▶ [TASK INSTRUCTIONS] Filter the rows below, keeping only the lines that contain the word "instance", and copy each of those lines unchanged.
**** GIVEN RECORDS
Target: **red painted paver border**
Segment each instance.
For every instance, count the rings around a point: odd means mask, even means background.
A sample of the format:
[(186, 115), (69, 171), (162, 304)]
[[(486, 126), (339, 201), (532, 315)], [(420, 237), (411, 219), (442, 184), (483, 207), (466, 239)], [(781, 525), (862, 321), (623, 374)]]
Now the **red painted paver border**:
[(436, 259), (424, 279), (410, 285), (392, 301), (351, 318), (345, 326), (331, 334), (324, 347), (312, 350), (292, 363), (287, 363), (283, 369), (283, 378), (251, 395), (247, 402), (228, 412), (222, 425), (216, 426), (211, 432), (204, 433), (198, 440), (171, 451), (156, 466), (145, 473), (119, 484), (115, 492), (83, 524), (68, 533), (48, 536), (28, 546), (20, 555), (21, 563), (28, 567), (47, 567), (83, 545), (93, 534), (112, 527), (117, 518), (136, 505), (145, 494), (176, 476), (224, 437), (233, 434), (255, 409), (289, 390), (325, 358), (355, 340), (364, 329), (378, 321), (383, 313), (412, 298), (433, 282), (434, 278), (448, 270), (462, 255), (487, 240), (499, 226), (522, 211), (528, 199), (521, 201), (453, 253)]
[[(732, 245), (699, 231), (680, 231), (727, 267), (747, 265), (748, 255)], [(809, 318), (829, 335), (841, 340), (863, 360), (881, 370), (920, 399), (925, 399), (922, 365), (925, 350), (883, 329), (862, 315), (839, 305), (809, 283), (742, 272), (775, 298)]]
********
▶ [SOLUTION TO THIS EXERCISE]
Segment each instance.
For every instance, count the rings around a point: odd means mask, even means background.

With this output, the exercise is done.